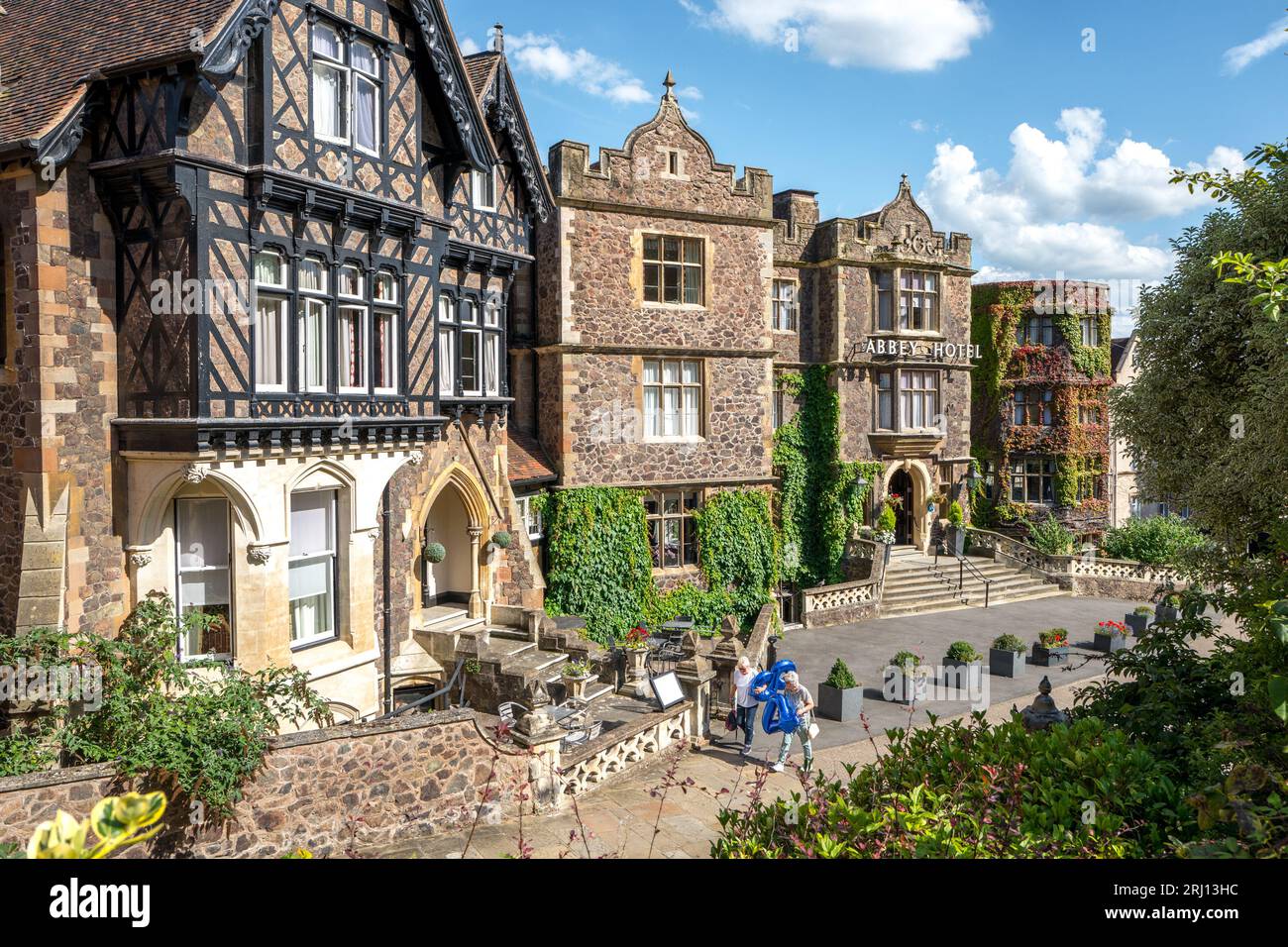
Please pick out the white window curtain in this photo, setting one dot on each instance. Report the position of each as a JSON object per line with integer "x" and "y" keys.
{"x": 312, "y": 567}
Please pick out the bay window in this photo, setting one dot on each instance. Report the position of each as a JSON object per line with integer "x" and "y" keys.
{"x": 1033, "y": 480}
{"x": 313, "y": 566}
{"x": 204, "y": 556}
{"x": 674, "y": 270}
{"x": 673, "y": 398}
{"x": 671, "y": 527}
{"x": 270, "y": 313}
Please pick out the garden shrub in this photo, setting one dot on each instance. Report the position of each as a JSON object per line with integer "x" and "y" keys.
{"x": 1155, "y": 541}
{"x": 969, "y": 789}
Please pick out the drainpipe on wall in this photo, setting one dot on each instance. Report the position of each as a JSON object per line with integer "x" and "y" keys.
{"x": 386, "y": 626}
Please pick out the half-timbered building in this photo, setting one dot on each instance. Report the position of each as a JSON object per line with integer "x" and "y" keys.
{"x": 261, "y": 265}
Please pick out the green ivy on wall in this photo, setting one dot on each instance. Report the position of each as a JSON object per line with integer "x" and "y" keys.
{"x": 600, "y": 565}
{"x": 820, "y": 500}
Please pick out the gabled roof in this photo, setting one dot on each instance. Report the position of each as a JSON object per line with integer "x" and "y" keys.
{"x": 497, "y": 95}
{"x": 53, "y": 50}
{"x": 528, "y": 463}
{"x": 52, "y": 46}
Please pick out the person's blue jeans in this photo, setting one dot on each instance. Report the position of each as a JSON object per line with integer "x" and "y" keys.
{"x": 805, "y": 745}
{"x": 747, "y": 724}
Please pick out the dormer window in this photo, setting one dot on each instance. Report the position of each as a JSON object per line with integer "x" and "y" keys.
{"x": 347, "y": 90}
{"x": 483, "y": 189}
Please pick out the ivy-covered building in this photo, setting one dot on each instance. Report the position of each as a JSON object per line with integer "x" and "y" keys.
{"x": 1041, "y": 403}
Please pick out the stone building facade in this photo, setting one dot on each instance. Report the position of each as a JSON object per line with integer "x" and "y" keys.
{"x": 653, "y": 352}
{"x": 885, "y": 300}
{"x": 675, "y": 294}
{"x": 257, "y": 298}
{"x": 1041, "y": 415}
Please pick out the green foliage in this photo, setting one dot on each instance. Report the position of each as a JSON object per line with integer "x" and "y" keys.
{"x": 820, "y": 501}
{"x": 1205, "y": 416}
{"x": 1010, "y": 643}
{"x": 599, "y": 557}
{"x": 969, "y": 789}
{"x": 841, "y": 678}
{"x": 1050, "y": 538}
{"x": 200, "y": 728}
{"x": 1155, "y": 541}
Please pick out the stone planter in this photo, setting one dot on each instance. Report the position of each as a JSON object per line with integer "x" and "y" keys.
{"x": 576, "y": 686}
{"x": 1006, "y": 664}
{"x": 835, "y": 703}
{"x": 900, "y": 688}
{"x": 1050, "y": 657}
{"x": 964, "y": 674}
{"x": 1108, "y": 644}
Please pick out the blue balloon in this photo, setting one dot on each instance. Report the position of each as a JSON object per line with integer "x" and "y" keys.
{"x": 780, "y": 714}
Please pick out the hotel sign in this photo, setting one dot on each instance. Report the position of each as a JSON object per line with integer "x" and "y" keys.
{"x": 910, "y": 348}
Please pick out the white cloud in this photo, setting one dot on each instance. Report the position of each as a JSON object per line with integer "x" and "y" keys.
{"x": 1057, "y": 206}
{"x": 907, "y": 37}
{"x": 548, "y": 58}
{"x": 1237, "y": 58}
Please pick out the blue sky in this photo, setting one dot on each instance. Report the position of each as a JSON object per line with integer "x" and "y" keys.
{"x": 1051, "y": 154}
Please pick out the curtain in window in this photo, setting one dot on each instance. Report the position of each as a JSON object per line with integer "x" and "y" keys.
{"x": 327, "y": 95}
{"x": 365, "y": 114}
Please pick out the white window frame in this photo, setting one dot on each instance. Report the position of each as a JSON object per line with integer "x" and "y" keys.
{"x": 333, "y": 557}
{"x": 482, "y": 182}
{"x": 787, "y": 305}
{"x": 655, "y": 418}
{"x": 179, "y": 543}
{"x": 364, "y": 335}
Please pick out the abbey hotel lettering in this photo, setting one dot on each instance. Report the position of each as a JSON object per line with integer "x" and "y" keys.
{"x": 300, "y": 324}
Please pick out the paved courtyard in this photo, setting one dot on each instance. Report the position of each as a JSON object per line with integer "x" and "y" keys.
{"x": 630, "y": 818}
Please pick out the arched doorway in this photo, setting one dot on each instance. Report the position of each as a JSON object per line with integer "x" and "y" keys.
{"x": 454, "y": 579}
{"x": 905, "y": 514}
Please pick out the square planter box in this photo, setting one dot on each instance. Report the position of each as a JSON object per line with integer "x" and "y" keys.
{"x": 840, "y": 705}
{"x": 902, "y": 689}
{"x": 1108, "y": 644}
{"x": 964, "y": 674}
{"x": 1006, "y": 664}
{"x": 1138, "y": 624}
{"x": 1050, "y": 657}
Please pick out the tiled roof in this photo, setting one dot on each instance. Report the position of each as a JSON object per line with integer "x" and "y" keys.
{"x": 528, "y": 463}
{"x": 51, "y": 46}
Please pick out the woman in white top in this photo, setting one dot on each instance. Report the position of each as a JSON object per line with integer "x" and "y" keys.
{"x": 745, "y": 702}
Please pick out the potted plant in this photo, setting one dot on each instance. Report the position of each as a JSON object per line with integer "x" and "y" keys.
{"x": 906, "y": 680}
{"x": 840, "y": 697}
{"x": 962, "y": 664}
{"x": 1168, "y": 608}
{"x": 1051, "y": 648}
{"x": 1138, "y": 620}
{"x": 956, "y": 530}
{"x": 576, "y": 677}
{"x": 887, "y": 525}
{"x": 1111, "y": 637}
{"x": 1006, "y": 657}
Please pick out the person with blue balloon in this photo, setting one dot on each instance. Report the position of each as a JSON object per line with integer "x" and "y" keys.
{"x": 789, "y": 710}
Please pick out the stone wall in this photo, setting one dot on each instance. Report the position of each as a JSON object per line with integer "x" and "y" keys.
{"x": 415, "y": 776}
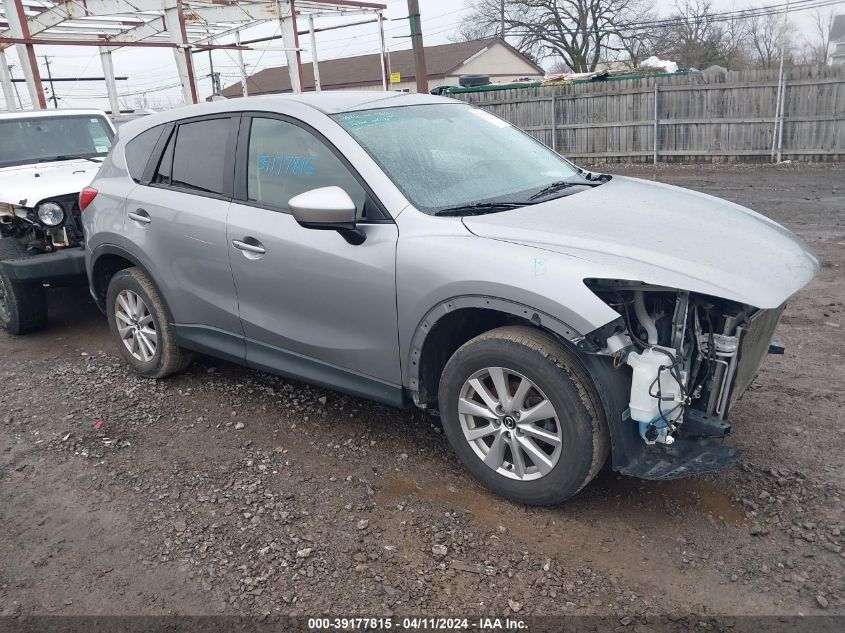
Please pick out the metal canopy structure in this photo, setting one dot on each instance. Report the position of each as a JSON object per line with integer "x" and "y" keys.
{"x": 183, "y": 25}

◇ ◇ ◇ ◇

→ What to produce:
Repeat all of the data above word for word, minus the pictures.

→ Written response:
Please pick out the white window curtain in this photo, setting one dot on each instance. Report the position of each as a JSON object per line with integer "x" and "y" keys.
{"x": 312, "y": 567}
Please pick out the bay window in this photo, setting one dot on each instance. Report the position of each as a JSON object per line with integer "x" and "y" keys.
{"x": 1033, "y": 480}
{"x": 313, "y": 566}
{"x": 204, "y": 556}
{"x": 674, "y": 270}
{"x": 673, "y": 398}
{"x": 671, "y": 527}
{"x": 270, "y": 313}
Please pick out the garden shrub in this photo, setting one dot on each instance. Report the position of each as a JSON object per line with integer "x" and "y" keys.
{"x": 1155, "y": 541}
{"x": 969, "y": 789}
Please pick out the drainpipe on wall in this photo, setting one dot on each instance. Report the position of each as a JSON object per line with integer "x" and "y" keys.
{"x": 386, "y": 626}
Please pick out the half-timbered building in this photo, setting one dot on each instance. Report the position of each as a JSON object per line with integer "x" and "y" keys.
{"x": 261, "y": 265}
Please pick out the green ivy on wall in this photo, setting one dot on each instance. Report the position of each as a JSON object per line with integer "x" and "y" keys.
{"x": 600, "y": 565}
{"x": 820, "y": 500}
Please pick out the gabled roof in this photo, setting one dot on each instance. Report the position of each as a JSON object per line with integer "x" and "y" keys.
{"x": 497, "y": 95}
{"x": 53, "y": 50}
{"x": 528, "y": 463}
{"x": 52, "y": 46}
Please pick out the person's blue jeans in this photo, setting one dot on each instance. Report the position of each as a JSON object per line with integer "x" and "y" keys.
{"x": 805, "y": 745}
{"x": 747, "y": 724}
Please pick out the dormer window in this photo, setting one dot on each instance. Report the position of each as a JSON object per line with integer "x" and "y" keys.
{"x": 347, "y": 90}
{"x": 483, "y": 189}
Please pick out the ivy-covered building in this photo, setting one dot on each instance. Report the position of each as a JSON object per line with integer "x" and "y" keys.
{"x": 1041, "y": 403}
Please pick out the stone building facade in this photo, setting one dot on each instance. Report the position of each as a JSON object per line with integer "x" and "y" keys.
{"x": 653, "y": 352}
{"x": 885, "y": 300}
{"x": 675, "y": 294}
{"x": 257, "y": 298}
{"x": 1041, "y": 415}
Please pick out the green foliage in this photo, setting one dot on each instance. Report the position of each as a JSON object per line with integer "x" and "y" keys.
{"x": 820, "y": 501}
{"x": 1205, "y": 416}
{"x": 1010, "y": 643}
{"x": 599, "y": 557}
{"x": 969, "y": 789}
{"x": 841, "y": 678}
{"x": 1050, "y": 538}
{"x": 200, "y": 728}
{"x": 1155, "y": 541}
Please pick out the stone planter in this photo, setting one dot on each instance. Report the position of each as a JSON object per line with integer "x" and "y" keys.
{"x": 576, "y": 686}
{"x": 1006, "y": 664}
{"x": 835, "y": 703}
{"x": 900, "y": 688}
{"x": 1050, "y": 657}
{"x": 964, "y": 674}
{"x": 1108, "y": 644}
Please pick out the blue balloon in this photo, setting one dot on each instance. Report the position of each as a JSON object per line with integer "x" and "y" keys.
{"x": 780, "y": 714}
Please pick out the hotel sign in this photo, setting one dot on each instance. Report the position of each as a JSON object per line with integer "x" and "y" keys.
{"x": 910, "y": 348}
Please pick out the white cloud in this photo, setting one dot on each instance. Report the position of each as a JSON object per line with integer "x" and "y" keys.
{"x": 1057, "y": 206}
{"x": 907, "y": 37}
{"x": 548, "y": 58}
{"x": 1237, "y": 58}
Please pick out the blue sky in this photo, setting one dot on each instance. Report the position of each as a JSON object per line with integer "x" and "y" keys.
{"x": 1051, "y": 154}
Please pick out the curtain in window in this photo, setting one dot on each instance. Report the position of each as a JSON object per line with integer "x" and "y" keys.
{"x": 327, "y": 95}
{"x": 365, "y": 114}
Please pick out the white window frame in this photo, setting one dot on each instance. Report the position of each as a JSON object per line with integer "x" and "y" keys.
{"x": 333, "y": 557}
{"x": 482, "y": 182}
{"x": 787, "y": 305}
{"x": 655, "y": 418}
{"x": 179, "y": 543}
{"x": 364, "y": 335}
Please pick out the abbey hotel lettering in this photo, setting one dot on each instance. Report the position of each as a JSON object per line with integer "x" and "y" keys.
{"x": 300, "y": 324}
Please pick out the paved courtyard in this photo, setting one dot on each instance. Report the position of each as a JSON object per line with integer "x" and "y" keys.
{"x": 630, "y": 818}
Please pick out the arched doorway in this photo, setting one dot on each instance. Report the position of each as a JSON object per line with integer "x" and "y" keys.
{"x": 454, "y": 579}
{"x": 905, "y": 514}
Please pick out the square planter box in this photo, setting one dot on each instance. Report the position of each as a JSON object per line with integer "x" and "y" keys.
{"x": 840, "y": 705}
{"x": 902, "y": 689}
{"x": 1108, "y": 644}
{"x": 964, "y": 674}
{"x": 1006, "y": 664}
{"x": 1138, "y": 624}
{"x": 1050, "y": 657}
Please pick out the tiled roof in this photo, setting one dot on each instance. Report the position of each as a JSON object per line with integer "x" and "y" keys.
{"x": 528, "y": 463}
{"x": 51, "y": 46}
Please pick out the woman in white top in this photo, setting one dot on each instance. Report the position of each as a JSON object per line with integer "x" and "y" keys.
{"x": 745, "y": 702}
Please pick out the potted plant in this photo, setting one dot on each instance. Report the position of each as a JSON object per line with integer "x" and "y" keys.
{"x": 906, "y": 680}
{"x": 840, "y": 697}
{"x": 962, "y": 664}
{"x": 1168, "y": 608}
{"x": 1051, "y": 648}
{"x": 1138, "y": 620}
{"x": 956, "y": 530}
{"x": 576, "y": 677}
{"x": 887, "y": 525}
{"x": 1111, "y": 637}
{"x": 1006, "y": 657}
Please pick out the person with blue balloon in this photo, setting one dot on each instance. Report the position of each as a JSON object per line with integer "x" and "y" keys.
{"x": 789, "y": 710}
Please pick out the stone wall in this photo, setting one dot on each instance. Report the position of each as a JSON object per line with integer "x" and "y" keys.
{"x": 415, "y": 776}
Please pick out the metal canopy structure in this photo, setting one dot on each instance. Report the position of each as a JSON object per line with integer "x" and "y" keys.
{"x": 183, "y": 25}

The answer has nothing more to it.